═════ Stored data

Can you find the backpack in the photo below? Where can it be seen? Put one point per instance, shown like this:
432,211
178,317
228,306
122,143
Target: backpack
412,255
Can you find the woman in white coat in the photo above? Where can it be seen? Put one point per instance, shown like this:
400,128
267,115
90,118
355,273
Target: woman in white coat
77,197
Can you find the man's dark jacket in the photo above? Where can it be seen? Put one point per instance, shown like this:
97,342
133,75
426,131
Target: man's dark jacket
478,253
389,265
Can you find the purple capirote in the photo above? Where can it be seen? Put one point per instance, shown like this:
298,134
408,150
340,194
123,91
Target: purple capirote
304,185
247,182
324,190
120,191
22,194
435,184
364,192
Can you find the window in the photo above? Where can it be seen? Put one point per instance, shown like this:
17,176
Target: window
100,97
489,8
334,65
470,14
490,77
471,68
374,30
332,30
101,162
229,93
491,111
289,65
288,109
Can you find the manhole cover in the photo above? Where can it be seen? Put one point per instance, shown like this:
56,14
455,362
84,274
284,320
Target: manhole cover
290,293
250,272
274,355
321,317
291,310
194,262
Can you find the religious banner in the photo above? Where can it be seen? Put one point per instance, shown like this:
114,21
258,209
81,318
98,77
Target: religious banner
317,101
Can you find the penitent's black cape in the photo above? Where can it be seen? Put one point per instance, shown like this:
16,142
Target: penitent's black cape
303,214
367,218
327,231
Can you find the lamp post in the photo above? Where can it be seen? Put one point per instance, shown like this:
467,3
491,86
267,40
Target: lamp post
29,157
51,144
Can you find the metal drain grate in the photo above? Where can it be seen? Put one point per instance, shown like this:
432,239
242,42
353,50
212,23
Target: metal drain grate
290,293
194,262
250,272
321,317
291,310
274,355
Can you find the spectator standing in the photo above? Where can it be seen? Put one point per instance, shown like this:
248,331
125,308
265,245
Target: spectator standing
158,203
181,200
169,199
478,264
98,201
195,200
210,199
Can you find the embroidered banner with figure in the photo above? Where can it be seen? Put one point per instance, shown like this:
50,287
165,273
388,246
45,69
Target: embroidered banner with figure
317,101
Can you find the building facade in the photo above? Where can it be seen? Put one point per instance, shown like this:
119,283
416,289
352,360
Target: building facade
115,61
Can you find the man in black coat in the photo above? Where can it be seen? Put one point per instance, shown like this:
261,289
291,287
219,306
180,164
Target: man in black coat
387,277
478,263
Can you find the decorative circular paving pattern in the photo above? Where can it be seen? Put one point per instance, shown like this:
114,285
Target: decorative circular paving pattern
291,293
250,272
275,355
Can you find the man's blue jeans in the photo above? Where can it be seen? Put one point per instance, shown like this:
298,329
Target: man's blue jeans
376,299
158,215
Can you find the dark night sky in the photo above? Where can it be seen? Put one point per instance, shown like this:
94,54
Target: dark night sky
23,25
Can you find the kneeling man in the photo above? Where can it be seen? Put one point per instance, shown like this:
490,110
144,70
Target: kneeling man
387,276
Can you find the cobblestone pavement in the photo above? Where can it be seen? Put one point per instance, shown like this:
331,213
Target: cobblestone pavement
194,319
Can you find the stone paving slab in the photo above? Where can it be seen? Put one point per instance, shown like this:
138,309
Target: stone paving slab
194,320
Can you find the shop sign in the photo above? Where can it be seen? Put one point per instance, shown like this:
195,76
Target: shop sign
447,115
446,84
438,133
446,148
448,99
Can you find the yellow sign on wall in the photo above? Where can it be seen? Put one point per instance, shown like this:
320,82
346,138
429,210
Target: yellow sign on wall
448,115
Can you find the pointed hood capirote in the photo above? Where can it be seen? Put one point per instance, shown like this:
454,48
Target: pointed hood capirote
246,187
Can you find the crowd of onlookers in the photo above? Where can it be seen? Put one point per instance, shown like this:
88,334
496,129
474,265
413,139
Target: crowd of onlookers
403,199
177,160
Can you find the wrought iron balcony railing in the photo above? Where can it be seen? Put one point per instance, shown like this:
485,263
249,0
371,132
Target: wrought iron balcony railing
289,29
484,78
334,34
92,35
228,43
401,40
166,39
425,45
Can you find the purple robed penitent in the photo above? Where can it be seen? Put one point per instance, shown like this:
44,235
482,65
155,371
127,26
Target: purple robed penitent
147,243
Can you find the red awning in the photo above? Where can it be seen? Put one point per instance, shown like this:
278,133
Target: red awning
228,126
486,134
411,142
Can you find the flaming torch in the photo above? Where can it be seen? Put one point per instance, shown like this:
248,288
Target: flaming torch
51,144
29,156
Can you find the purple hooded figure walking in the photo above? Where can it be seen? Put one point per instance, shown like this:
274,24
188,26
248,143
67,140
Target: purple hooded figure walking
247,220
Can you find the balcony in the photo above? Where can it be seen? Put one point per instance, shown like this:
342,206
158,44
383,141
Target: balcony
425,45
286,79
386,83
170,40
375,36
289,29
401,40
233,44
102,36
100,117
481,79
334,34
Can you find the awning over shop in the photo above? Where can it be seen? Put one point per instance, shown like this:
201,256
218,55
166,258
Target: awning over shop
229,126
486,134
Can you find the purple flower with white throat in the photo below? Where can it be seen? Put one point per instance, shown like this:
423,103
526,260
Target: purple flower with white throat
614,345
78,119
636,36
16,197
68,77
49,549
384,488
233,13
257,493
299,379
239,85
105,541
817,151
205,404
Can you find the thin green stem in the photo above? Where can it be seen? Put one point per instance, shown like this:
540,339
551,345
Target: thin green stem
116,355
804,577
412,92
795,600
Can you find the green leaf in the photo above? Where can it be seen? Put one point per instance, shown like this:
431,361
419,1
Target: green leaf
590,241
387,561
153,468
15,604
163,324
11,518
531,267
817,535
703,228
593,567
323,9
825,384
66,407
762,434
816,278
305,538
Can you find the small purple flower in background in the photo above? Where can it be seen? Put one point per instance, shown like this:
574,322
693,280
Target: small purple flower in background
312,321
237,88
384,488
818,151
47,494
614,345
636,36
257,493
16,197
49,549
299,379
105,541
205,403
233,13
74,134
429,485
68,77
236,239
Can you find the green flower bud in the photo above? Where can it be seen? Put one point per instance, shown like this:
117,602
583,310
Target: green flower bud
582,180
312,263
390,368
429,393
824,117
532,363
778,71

══════════

▶ What to work on
Nothing should be left out: return all of the records exactly.

▶ Solution below
Can you find the backpack in the photo below? Where can it be seen? Put one point per instance, shown like this:
432,211
178,317
228,306
122,143
Target: backpack
412,255
Can you find the woman in white coat in the photo above? Where can it be seen? Put one point per instance, shown like this:
400,128
267,115
90,118
355,273
Target: woman in white coat
77,197
Can you find the man's dark jacket in the photo above? Where can it be seen? Put one point per instance, shown like this:
97,342
133,75
426,131
Target: man's dark jacket
478,253
389,265
Can you find the purple capirote in the photo above? Where can it be seen? Put one point per instance, shown like this:
298,134
408,150
340,194
123,91
Target: purple capirote
304,185
247,182
324,190
120,191
22,194
435,184
364,192
Can you find the window in the photo above? Where can it be seen? Put one point per instance, shown like this:
17,176
Target: window
100,97
489,8
334,65
470,14
490,77
471,68
374,30
332,30
101,162
229,93
491,111
289,65
288,109
Can you find the manhole cover in the photo above? Where can it be seen? Put one point per instance, shown like this:
56,14
455,362
84,274
284,320
Target: manhole cover
290,293
250,272
274,355
321,317
291,310
194,262
Can you find the religious banner in the photo above? Where can it be seen? Put one point per instance, shown like this:
114,21
258,209
81,318
98,77
Target: religious banner
317,101
Can you find the penitent's black cape in the photo above? Where can it be seen? Put one point per instance, shown like this:
16,142
Target: penitent's black cape
303,214
367,218
327,231
Can you find the lamp post in the photo above? Where can it be seen? Put one point per instance, shown like this:
467,3
491,86
267,40
Target: lamp post
29,157
51,144
Can you find the metal drain grate in the photo above? Where can it be seen? Put one point per instance, shown like this:
432,239
242,42
353,50
212,23
Target: metal drain grate
290,293
194,262
250,272
321,317
291,310
274,355
Can you find the spectator standing in the photo above? Where can it be seen? Put one point per instance, shown like this:
248,331
125,308
265,245
Target: spectator standing
158,203
181,200
169,199
478,264
98,201
195,200
210,199
Can you find the embroidered banner with figure in the photo above? Where can it be seen? Put one point per instance, shown like this:
50,287
165,273
388,246
45,69
Target: embroidered banner with figure
317,101
Can you find the building facade in the photo above? Where can it be seen? Put one point per instance, shown like this:
119,283
416,289
352,360
Target: building facade
115,61
Can you find the man in black coat in the photo above? Where can it be seen? Put one point per instance, shown like this:
261,289
291,287
219,306
180,164
Target: man in black coat
387,277
478,263
Can you find the decorative circular paving pattern in the photo above? Where can it be seen? Put one point per instance, shown like this:
114,285
Target: decorative circular paving pattern
291,293
250,272
275,355
Can you find the man's blue jeans in the photo above? Where can it be seen? Put one point per instance, shown like this:
298,329
Target: man's blue jeans
376,299
158,215
Can you find the dark night sky in the photo above? Where can it be seen? Put one point per instance, shown like this:
94,54
Target: dark night sky
23,25
Can you find the kneeling man in the photo above? Where can it be seen? Put one point per instance, shown like this:
490,110
144,70
Target: kneeling man
387,276
Can you find the cobblestone pavement in the photo above? Where can it be seen? Put one point per instance, shown like this:
331,213
Target: cobblestone pavement
194,319
Can you find the stone paving slab in the photo above? Where can it be seen? Put one point per instance, shown like this:
138,309
Target: stone paving slab
194,320
Can you find the shop sign in the photo above? Where can it be seen? Put one point per instance, shown like this:
195,76
Target: shop sign
447,115
446,84
438,133
446,148
448,99
Can you find the yellow sign on wall in the photo above? Where can it be seen? Put one point per instance, shown like this:
320,82
346,138
429,210
Target: yellow sign on wall
448,115
Can you find the pointed hood capirote in the photo above? Where can it be seen? Put one point per instance, shown like this:
454,48
Target: pointed hood capirote
246,187
Can you find the crowd of onlookers in the photo above? Where can it be seen? Put one point per instance, shown like this:
88,334
496,129
474,265
413,139
Target: crowd of onlookers
403,199
177,160
Can you find the wrought iron balcony railing in the photo above? Where can it be seen? Put one point per instance, shown like this:
485,263
249,0
371,132
Target: wrought iron balcony railing
289,29
484,78
334,34
92,35
228,43
401,40
166,39
425,45
Can you find the purple robed penitent in the photo above? Where can it be seen? Put one point per instance, shown like this:
44,235
482,65
155,371
127,26
Target: purple robed penitent
147,243
Can you find the red awning in the photo above? Where can it be seen? Put one point per instance, shown like this:
278,133
Target: red awning
228,126
486,134
411,142
Can you find the flaming torch in the photo above? Where can it be seen? Put one point per instance, shown like this:
248,288
Target: flaming torch
51,144
29,156
Can you find the purple hooded figure walking in the photo above? Where can it be seen? Put one point per instance, shown like this:
274,24
188,26
248,143
67,140
Target: purple hooded figure walking
247,220
Can you find the balcony in the photo above? Where can it be seen? Put one point per instance, shown like this:
342,206
158,44
383,141
Target: balcony
425,45
286,79
386,83
170,40
375,36
289,29
401,40
233,44
102,36
100,117
481,79
334,34
Can you find the awning over shop in the photo above? Where can it be seen? Put one point per instance, shown like this:
201,256
218,55
166,258
Target: awning over shop
229,126
486,134
Can you find the purple flower with white throat in the photo below? Where can it be seen? Put one point per instance, shown like this:
423,103
526,260
Target: purple flower with white throat
614,345
78,119
636,36
16,197
68,77
49,549
384,488
233,13
257,493
299,379
239,85
105,541
817,151
205,404
Can you find the thin green stem in the photo above? Where can it be seen? Put one point per instance, shown like this:
540,339
551,345
Target: thin green stem
116,355
804,577
412,92
795,600
Can you find the green leaf in the photo above? Where can it be seen? Put one point per instance, shown like this:
431,361
419,1
Target: green leaf
590,241
387,561
153,468
15,604
163,324
11,518
531,267
817,535
703,228
593,567
323,9
825,384
66,407
762,434
816,278
305,538
Can you find the small purple flower in background in the photo above? Where can it be seen? Put one point per instance, shown like this:
574,322
693,280
Target: small purple flower in background
312,321
237,88
384,488
818,151
47,494
614,345
636,36
257,493
16,197
49,549
299,379
105,541
205,403
233,13
74,134
429,485
68,77
236,239
Can you find the green flower bud in the photo above? Where can it be seen? Put one point per instance, shown like this:
117,602
583,310
Target: green flower bud
582,180
312,263
390,368
429,393
824,117
532,363
778,71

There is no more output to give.